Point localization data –
┄┄┄┄┄┄┄┄┄┄┄┄┄┄┄┄┄┄┄┄
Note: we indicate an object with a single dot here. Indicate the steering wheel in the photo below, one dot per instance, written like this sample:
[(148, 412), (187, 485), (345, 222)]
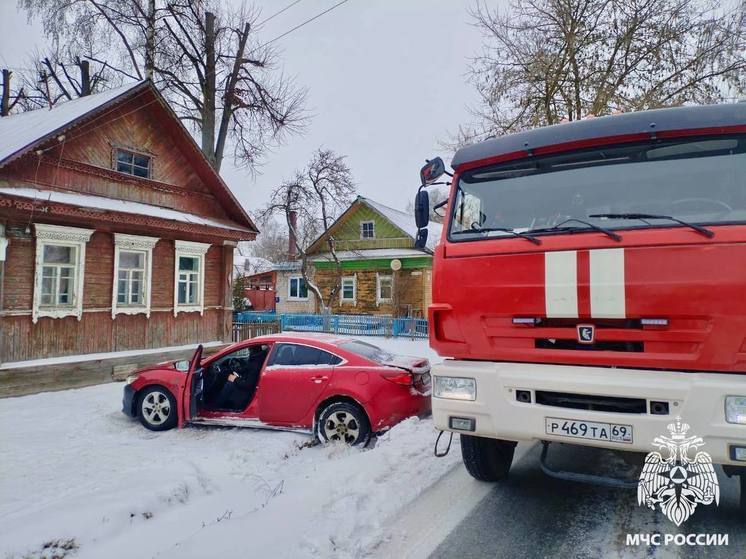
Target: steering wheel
[(234, 365), (694, 201)]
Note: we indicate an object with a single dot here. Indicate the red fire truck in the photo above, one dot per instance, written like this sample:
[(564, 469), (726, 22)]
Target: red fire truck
[(590, 286)]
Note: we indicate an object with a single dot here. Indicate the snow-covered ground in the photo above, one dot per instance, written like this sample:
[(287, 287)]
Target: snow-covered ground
[(73, 467)]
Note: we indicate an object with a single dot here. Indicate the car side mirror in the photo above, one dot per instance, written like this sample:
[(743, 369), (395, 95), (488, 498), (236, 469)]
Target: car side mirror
[(422, 208), (432, 171)]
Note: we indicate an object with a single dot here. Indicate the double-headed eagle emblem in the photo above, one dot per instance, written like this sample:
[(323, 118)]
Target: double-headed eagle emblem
[(677, 482)]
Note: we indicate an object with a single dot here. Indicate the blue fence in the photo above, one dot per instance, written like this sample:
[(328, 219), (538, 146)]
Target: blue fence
[(350, 324)]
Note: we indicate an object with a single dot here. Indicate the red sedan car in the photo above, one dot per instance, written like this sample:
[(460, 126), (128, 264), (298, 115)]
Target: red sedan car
[(341, 389)]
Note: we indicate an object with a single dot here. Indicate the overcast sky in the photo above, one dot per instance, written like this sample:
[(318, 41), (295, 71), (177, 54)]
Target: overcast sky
[(386, 81)]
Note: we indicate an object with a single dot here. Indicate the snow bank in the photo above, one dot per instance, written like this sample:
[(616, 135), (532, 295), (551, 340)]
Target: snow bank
[(74, 467)]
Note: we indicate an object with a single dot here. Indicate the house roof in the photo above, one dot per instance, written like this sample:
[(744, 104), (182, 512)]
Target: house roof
[(23, 132), (117, 205), (626, 124), (371, 253), (399, 219)]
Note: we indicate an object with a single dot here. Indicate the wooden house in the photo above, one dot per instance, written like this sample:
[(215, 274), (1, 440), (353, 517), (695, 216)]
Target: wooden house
[(116, 241), (382, 271)]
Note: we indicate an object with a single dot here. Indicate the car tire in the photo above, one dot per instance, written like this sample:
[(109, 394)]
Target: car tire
[(156, 408), (343, 422), (487, 459)]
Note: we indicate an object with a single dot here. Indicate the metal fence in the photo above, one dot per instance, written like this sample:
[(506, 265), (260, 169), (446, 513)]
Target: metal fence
[(350, 324), (245, 330)]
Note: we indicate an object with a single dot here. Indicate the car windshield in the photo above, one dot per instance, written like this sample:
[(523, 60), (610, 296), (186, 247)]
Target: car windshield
[(369, 351), (697, 180)]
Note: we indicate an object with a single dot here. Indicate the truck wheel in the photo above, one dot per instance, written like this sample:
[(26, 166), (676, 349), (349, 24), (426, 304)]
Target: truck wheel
[(487, 459)]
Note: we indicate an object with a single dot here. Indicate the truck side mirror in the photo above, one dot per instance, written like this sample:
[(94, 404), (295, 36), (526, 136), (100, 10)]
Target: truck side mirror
[(422, 208), (431, 172), (421, 240)]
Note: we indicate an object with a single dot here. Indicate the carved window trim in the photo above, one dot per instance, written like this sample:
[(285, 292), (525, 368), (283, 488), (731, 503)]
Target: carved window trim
[(59, 235), (135, 151), (133, 243), (190, 249)]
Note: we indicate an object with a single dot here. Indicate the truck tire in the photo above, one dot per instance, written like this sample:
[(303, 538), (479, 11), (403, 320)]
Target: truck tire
[(487, 459)]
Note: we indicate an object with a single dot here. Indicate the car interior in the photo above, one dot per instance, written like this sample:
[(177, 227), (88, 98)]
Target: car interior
[(222, 394)]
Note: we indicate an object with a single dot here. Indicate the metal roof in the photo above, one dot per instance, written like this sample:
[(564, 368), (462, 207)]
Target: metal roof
[(656, 120)]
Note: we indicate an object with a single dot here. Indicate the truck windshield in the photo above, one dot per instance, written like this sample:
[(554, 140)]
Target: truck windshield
[(697, 180)]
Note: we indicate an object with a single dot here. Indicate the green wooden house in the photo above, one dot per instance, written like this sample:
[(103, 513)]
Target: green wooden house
[(382, 271)]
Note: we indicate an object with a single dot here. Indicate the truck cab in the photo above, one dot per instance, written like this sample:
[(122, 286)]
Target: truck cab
[(590, 287)]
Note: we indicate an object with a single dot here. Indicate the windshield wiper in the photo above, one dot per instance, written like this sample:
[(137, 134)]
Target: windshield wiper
[(501, 230), (642, 217), (559, 228)]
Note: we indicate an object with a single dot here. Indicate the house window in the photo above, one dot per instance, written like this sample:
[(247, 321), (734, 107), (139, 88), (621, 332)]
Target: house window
[(384, 289), (133, 163), (133, 263), (189, 277), (367, 229), (348, 294), (59, 271), (297, 288)]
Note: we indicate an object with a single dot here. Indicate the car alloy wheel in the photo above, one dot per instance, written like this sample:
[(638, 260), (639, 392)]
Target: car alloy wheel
[(343, 422), (156, 407), (341, 426)]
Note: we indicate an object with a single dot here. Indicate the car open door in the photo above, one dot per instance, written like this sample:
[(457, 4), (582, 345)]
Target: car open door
[(192, 388)]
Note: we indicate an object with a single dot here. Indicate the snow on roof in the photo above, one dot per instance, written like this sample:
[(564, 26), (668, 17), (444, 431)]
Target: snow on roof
[(22, 130), (115, 205), (371, 253), (405, 222)]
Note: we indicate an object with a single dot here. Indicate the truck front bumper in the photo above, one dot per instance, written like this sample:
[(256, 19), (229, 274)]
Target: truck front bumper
[(698, 398)]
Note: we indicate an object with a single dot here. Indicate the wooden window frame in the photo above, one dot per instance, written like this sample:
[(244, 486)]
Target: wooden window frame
[(115, 161), (370, 222), (342, 298), (58, 235), (381, 300), (190, 249), (133, 243), (290, 289)]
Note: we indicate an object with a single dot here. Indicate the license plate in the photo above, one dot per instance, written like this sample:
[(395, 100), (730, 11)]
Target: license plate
[(593, 430)]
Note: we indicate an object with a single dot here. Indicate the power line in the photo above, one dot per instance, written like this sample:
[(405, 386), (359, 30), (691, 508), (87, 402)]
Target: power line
[(285, 9), (309, 20)]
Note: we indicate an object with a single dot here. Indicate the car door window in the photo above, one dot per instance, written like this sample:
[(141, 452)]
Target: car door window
[(294, 355)]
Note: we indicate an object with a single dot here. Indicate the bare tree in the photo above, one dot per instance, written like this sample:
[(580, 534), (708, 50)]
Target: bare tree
[(272, 244), (204, 58), (310, 202), (545, 61)]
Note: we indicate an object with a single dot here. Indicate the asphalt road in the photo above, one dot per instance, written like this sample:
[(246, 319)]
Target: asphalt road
[(533, 515)]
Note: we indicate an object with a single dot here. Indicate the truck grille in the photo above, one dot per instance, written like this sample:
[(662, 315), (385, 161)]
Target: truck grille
[(590, 402)]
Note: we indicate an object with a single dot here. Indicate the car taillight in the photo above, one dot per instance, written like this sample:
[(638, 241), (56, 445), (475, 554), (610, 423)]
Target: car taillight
[(404, 378)]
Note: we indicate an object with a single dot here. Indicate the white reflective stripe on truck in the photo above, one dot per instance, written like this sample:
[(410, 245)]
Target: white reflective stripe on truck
[(607, 283), (561, 284)]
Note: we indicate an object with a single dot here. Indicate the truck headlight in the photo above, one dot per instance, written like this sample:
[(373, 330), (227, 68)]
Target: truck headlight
[(455, 388), (735, 409)]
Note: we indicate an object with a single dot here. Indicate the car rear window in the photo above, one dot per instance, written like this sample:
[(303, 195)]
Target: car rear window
[(369, 351), (297, 355)]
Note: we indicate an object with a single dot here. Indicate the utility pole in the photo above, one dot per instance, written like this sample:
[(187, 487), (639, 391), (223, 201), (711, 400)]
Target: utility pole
[(5, 102), (208, 109), (150, 41), (85, 78)]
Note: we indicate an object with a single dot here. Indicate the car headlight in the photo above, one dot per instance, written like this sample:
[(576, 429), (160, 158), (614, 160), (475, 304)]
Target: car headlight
[(455, 388), (735, 409)]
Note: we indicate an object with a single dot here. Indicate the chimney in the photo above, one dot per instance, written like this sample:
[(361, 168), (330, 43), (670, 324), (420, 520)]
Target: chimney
[(293, 222)]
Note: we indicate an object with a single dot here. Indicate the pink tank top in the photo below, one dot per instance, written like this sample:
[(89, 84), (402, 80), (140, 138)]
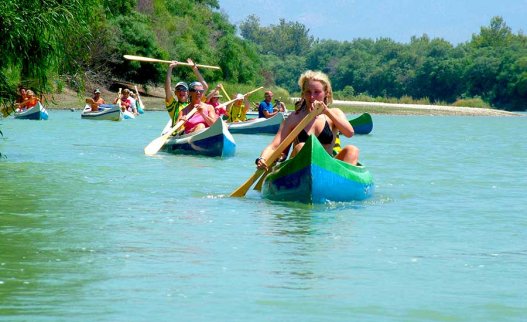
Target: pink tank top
[(196, 119)]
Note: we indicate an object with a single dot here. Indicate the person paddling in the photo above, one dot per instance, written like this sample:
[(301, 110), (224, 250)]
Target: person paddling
[(237, 112), (205, 115), (174, 104), (315, 87)]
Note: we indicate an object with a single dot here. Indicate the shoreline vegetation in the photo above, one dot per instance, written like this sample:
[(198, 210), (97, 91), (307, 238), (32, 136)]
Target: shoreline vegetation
[(154, 101)]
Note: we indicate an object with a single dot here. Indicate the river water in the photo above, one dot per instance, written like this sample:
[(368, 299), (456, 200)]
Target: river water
[(91, 229)]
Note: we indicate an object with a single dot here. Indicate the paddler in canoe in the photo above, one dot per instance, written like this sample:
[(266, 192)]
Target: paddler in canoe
[(315, 86), (205, 114), (174, 104), (237, 112), (96, 100)]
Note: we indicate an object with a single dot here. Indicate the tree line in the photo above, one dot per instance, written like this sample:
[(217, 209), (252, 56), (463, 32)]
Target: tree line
[(52, 44)]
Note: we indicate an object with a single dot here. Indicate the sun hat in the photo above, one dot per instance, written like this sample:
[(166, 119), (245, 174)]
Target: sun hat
[(182, 84), (194, 85)]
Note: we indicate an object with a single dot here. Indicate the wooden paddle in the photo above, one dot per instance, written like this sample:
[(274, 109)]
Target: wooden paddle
[(118, 102), (235, 99), (224, 92), (139, 98), (153, 60), (156, 144), (242, 190)]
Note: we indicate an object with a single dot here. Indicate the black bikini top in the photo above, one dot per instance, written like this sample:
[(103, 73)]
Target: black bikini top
[(325, 137)]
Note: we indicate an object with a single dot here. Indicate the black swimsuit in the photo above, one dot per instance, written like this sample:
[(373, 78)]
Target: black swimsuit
[(325, 137)]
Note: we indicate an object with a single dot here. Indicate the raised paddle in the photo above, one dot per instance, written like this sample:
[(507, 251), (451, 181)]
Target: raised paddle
[(242, 190), (139, 98), (118, 102), (153, 60), (235, 99), (156, 144), (224, 91)]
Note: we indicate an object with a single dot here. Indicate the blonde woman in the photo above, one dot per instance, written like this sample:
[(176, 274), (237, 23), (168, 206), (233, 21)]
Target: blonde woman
[(315, 86)]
┄┄┄┄┄┄┄┄┄┄┄┄┄┄┄┄┄┄┄┄
Work to complete – Among the entries above, the line containing "[(187, 487), (639, 391), (223, 201), (711, 400)]", the line containing "the car headlight", and all lines between them are to be restated word for word; nothing else belongs in the reply.

Exercise response –
[(187, 487), (639, 391), (223, 201), (711, 400)]
Target: utility pole
[(5, 102), (208, 109), (150, 41), (85, 78)]
Note: we indicate an object with a single dot here. Indicate the car headlight in the photo above, one dot per instance, written like this sample:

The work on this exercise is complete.